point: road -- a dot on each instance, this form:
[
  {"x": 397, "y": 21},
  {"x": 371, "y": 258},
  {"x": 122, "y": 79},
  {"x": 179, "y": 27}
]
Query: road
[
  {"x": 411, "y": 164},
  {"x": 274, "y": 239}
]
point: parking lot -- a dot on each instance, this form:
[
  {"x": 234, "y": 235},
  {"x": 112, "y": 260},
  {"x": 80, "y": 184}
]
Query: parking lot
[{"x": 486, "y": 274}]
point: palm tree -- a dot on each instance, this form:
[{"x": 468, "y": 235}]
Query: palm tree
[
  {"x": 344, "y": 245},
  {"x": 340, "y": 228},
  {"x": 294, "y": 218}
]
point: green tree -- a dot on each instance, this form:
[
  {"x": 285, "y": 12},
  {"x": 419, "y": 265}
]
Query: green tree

· · · · ·

Цель задания
Выведите все строки выше точно в том виде, в каком они даны, ничего не меняя.

Ответ на задание
point: road -- a dot on each instance, this form:
[
  {"x": 397, "y": 21},
  {"x": 371, "y": 258},
  {"x": 122, "y": 79},
  {"x": 179, "y": 27}
]
Query: road
[
  {"x": 411, "y": 164},
  {"x": 274, "y": 239}
]
point: parking lot -- a dot on each instance, this form:
[
  {"x": 234, "y": 235},
  {"x": 112, "y": 260},
  {"x": 80, "y": 184}
]
Query: parking lot
[{"x": 486, "y": 274}]
point: palm tree -- a dot on each instance, this form:
[{"x": 468, "y": 235}]
Query: palm tree
[
  {"x": 344, "y": 245},
  {"x": 340, "y": 228},
  {"x": 294, "y": 218}
]
point: green tree -- a dot on each instance, this form:
[
  {"x": 285, "y": 12},
  {"x": 419, "y": 265}
]
Query: green tree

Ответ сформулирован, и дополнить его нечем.